GIVEN TEXT:
********

The Tohoku Rakuten Eagles are coming off their best-ever finish in the Pacific League, an eye-popping second-place run that put the franchise on cloud nine.

The Yokohama BayStars have seen so many seasons go down the toilet the pipes are about to burst. Looking up from what seems like a reserved spot in the Central League--the cellar--their future looks cloudy.

The Eagles have turned to 46-year-old Marty Brown, who was canned by the Hiroshima Carp following his fourth consecutive losing season. In Yokohama, longtime pitching coach Takao Obana gets his first shot at managing.

Brown spent parts of three seasons with Hiroshima as a player and came back as skipper to pull the Carp up the CL stream. But they couldn't quite swim with the big boys.

For Brown, the old axiom "Win some, lose some" comes with a gloomy twist: He has won some but lost more with the Carp. Just four games over .500 as a player there during Hiroshima's days a powerhouse, Brown was 50 games under as manager, a .450 winning percentage.

He tried to improve structure throughout the Carp system, opening the lines of communication between the first team and the farm club about player development.

The organization wasn't always supportive and the best his effort got him was a one-game-under 69-70 finish in 2008. That season saved his job for a year, but he eventually got the boot--turning in his resignation to avoid the drama--after failing to make the postseason this past year. He walked away pride in hand, and got the call from the Eagles.

Brown now replaces the iconic Katsuya Nomura--a figure as loveable as Oscar the Grouch. Nomura's diabolical plots and scratchy-voiced rants brought some comedic light to the Eagles' dark days as well as the bright ones.

Brown is a good manager who understands Japanese baseball as well as any foreign skipper who has ever been on the bench here. But he is in a lose-lose situation. If he wins with the Eagles, he did it with Nomura's team. If he loses, he destroyed the great work Nomura did the past four years in getting the lowly Eagles off the ground.

Obana, on the other hand, finds himself in a vastly different, yet just-as-cloudy situation. He has experienced winning, but most of that has come the past four years with the Yomiuri Giants.

Obana pitched for the Swallows from 1978-91. He became the ace, but has a career losing record--112-135. The famed right-hander led the CL in losses three straight seasons, starting in 1986.

He has a lifetime ERA of 3.82, but as the Giants' pitching coach, the stern-faced and sometimes aloof Obana got Yomiuri's pitching staff to drop its league-worst-tying 4.80 ERA in '05 to a middle-of-the-CL-road 3.65 in just one season. Some of that had to do with personnel, but Obana was the strong-fisted force that drove Yomiuri's team ERA down by more than a run.

This past season, he transformed career loser and pickup from the scrapheap Dicky Gonzalez (18-20 entering the year), into a winner. He also mentored developmental roster hurler Wirfin Obispo, who became the team's second-most reliable late-season man on the mound.

Obviously he has proven what he can do with a pitching staff. But he takes over a team whose .423 winning percentage this decade is lower than his own career .453 mark.

The front office said it brought him for the purpose of lowering the staff's ERA, which was a league-worst 4.36 this year.

The BayStars expect victories to align themselves with improved pitching. But Obana has to run everything, not just control the arms. He needs success in his first managerial gig and must impact a team that has won as few as 45 games in '03.

Yokohama needs a change in culture, and it will be a challenge for an inexperienced manager to sit on the top perch and deal with everything from decisions on when to send runners to fielding questions from the relentless media.

Obana is climbing a slippery pole where even the slightest positive--whether it shows up in the win-loss column or not--could be considered an improvement in Yokohama yet still result in failure.

The fact is, clouds in the forecast for both cities.

********

RECORDS SHOWN:

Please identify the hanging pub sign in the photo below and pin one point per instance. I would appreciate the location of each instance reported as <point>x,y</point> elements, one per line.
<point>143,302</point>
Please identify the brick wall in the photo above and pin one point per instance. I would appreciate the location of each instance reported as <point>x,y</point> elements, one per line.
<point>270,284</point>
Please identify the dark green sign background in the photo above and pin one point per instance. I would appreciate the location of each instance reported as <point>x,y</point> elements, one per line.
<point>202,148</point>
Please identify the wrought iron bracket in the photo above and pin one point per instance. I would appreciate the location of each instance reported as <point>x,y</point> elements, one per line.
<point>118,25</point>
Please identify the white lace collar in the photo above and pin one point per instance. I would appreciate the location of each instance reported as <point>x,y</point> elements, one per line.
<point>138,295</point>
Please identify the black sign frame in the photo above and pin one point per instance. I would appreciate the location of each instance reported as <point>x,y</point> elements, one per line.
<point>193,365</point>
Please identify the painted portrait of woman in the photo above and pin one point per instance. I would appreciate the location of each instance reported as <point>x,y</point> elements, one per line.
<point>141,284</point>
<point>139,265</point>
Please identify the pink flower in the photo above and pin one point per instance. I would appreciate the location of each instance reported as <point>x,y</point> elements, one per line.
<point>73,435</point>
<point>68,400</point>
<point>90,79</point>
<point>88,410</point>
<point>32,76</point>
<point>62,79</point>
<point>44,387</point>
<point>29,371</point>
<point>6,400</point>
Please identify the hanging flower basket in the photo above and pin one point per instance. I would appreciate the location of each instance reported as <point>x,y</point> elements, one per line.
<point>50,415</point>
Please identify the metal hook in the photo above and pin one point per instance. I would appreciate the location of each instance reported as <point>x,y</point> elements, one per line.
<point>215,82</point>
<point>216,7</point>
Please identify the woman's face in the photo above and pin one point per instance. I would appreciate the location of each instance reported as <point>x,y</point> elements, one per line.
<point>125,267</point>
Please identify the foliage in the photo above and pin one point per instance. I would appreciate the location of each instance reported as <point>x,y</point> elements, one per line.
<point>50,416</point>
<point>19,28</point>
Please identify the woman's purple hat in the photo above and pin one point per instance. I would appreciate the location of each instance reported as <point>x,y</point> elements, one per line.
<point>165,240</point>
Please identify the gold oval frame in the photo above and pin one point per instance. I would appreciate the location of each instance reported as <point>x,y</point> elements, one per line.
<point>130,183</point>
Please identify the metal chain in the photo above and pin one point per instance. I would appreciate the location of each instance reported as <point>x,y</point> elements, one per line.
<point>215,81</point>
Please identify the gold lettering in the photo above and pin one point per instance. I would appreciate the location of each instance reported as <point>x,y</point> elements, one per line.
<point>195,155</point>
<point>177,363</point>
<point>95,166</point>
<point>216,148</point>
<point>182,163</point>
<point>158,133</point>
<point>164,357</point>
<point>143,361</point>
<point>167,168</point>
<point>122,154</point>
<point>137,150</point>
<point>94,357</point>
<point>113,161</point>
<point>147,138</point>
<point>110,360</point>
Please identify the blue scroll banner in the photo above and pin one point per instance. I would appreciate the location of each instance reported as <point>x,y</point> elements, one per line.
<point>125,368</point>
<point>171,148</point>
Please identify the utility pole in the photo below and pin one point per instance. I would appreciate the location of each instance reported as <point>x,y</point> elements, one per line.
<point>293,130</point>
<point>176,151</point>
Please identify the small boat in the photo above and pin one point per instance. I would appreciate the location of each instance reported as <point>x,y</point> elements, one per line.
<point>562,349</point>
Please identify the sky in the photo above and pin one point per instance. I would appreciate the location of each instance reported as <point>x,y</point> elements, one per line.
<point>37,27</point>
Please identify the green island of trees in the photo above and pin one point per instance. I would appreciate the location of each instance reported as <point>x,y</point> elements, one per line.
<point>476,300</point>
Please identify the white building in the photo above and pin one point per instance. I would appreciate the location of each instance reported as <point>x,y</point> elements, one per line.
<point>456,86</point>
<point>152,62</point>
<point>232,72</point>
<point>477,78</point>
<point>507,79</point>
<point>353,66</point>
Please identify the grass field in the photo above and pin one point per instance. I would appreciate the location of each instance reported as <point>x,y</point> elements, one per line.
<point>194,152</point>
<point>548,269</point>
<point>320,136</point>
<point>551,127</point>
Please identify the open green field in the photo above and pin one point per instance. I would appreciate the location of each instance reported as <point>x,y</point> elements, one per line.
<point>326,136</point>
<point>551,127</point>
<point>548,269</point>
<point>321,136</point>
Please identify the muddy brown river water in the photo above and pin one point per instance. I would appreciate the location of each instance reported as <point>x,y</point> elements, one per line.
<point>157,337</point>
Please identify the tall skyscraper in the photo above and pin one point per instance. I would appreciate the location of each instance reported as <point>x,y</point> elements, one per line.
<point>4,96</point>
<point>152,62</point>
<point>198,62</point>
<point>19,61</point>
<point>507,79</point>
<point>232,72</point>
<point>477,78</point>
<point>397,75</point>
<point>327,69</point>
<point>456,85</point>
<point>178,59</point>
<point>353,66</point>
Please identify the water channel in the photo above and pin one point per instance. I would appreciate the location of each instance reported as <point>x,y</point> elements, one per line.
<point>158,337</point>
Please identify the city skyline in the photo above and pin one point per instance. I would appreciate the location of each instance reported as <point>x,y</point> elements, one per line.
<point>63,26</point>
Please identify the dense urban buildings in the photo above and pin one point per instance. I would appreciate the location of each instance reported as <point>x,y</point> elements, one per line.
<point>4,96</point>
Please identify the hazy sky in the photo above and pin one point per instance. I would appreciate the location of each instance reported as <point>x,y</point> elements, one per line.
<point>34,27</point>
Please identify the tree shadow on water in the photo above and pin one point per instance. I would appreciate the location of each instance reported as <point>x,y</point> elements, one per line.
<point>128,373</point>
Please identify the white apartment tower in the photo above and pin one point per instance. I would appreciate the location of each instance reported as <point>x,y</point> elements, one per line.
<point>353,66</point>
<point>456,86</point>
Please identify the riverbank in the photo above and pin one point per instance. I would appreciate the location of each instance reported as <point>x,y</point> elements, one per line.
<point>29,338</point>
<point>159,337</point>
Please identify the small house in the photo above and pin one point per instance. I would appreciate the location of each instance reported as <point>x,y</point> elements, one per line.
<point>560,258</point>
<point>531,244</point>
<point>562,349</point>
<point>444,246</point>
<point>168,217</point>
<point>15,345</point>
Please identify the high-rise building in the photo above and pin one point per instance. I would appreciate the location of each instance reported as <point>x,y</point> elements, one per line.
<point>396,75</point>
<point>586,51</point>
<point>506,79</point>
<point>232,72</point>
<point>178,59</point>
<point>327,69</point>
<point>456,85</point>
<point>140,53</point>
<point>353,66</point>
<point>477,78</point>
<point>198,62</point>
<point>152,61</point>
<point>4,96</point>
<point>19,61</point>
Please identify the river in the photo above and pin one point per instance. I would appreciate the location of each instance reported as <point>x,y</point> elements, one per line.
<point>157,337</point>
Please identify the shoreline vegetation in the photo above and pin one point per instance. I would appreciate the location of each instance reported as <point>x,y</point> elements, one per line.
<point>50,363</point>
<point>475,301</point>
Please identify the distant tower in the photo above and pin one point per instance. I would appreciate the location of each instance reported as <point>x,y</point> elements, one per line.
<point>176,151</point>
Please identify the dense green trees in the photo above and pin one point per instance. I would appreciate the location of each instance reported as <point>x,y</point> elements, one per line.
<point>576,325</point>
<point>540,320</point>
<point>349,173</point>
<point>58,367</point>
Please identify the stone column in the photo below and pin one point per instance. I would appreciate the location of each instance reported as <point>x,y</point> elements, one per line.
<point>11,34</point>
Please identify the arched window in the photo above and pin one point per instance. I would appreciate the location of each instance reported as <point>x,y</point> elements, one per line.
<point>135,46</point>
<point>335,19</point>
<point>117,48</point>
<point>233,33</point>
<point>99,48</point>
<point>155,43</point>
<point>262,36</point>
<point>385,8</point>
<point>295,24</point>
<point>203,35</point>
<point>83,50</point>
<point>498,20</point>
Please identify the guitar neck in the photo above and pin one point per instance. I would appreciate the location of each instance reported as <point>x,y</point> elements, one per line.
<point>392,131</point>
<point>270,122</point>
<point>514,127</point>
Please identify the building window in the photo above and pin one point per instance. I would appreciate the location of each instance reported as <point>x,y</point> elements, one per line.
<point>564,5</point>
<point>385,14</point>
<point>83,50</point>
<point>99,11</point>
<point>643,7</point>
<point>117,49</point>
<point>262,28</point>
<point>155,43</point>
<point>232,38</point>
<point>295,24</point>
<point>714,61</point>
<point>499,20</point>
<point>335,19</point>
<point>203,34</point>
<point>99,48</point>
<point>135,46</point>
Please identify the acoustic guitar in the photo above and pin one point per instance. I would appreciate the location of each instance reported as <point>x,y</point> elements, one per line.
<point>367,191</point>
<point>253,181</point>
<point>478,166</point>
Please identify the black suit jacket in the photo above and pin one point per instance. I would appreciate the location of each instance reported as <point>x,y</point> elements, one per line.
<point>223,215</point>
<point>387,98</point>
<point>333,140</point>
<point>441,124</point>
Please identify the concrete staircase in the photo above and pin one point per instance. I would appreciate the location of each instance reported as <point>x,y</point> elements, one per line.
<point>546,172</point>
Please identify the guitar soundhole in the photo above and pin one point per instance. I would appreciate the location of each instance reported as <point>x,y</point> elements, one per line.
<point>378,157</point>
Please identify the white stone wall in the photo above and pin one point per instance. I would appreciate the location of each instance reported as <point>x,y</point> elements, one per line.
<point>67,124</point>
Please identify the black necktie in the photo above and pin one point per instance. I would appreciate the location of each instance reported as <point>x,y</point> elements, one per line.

********

WHAT THE TASK REQUIRES: From the text on the two new managers, output the stretch from "Brown now replaces" through "off the ground." word for word.

EXPECTED ANSWER:
Brown now replaces the iconic Katsuya Nomura--a figure as loveable as Oscar the Grouch. Nomura's diabolical plots and scratchy-voiced rants brought some comedic light to the Eagles' dark days as well as the bright ones.

Brown is a good manager who understands Japanese baseball as well as any foreign skipper who has ever been on the bench here. But he is in a lose-lose situation. If he wins with the Eagles, he did it with Nomura's team. If he loses, he destroyed the great work Nomura did the past four years in getting the lowly Eagles off the ground.